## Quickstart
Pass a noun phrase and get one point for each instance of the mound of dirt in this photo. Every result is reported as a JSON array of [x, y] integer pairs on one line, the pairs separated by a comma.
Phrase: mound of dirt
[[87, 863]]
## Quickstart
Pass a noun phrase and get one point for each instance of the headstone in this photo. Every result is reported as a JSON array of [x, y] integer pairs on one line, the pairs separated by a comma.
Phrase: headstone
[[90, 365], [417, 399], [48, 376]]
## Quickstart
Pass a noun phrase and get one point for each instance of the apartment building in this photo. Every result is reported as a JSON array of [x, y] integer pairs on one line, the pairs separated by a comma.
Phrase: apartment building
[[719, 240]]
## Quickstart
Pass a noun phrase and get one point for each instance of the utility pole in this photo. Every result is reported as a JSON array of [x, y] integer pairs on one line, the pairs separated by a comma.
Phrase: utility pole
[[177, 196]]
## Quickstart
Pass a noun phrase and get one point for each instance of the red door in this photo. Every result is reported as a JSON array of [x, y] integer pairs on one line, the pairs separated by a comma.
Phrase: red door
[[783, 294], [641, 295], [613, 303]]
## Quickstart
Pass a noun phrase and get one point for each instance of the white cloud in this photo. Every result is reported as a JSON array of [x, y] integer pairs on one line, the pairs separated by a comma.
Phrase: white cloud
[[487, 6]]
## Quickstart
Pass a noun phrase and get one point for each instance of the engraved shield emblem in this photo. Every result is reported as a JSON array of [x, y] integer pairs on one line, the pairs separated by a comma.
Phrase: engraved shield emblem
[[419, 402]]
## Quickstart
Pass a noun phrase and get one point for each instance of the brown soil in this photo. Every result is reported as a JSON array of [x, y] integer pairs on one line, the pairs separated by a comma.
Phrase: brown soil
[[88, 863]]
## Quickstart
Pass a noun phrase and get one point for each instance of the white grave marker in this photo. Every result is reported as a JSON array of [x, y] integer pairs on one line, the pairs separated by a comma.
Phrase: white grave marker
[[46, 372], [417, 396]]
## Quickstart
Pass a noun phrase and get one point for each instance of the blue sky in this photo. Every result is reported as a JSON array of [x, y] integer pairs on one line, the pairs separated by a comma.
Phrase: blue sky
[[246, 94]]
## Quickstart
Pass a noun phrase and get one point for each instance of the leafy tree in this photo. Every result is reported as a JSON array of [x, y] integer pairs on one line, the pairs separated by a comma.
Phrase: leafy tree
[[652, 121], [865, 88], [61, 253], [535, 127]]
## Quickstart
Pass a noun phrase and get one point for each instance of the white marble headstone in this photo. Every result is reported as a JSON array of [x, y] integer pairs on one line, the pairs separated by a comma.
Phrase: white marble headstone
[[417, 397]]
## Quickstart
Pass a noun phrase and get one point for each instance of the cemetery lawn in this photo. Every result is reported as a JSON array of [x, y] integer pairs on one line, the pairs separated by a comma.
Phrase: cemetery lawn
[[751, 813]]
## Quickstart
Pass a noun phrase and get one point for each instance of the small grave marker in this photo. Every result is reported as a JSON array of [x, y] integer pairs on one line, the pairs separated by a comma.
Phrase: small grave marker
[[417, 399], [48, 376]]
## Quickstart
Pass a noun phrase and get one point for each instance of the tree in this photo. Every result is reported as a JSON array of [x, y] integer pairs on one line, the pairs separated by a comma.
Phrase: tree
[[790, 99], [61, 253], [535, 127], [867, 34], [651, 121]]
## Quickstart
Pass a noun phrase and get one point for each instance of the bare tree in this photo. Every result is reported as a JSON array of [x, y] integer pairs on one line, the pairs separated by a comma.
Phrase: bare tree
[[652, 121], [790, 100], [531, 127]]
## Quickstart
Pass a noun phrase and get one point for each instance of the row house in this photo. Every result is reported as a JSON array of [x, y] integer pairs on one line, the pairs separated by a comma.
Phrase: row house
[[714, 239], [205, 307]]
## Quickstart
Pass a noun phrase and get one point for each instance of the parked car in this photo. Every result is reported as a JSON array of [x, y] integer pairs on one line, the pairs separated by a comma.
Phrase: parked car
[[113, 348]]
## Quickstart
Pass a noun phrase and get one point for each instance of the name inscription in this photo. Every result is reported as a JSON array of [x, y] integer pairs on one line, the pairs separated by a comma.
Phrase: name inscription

--------------------

• _Task directions_: Locate each line above that contains the string "cemetery" and copy those lines in their original order.

• _Final result_:
Pass a noun phrase and get one point for each instance of the cemetery lawn in this photo. Every result is reported as a JSON array of [x, y] integer pairs on one line, the pairs separated by a comma.
Phrase: cemetery lawn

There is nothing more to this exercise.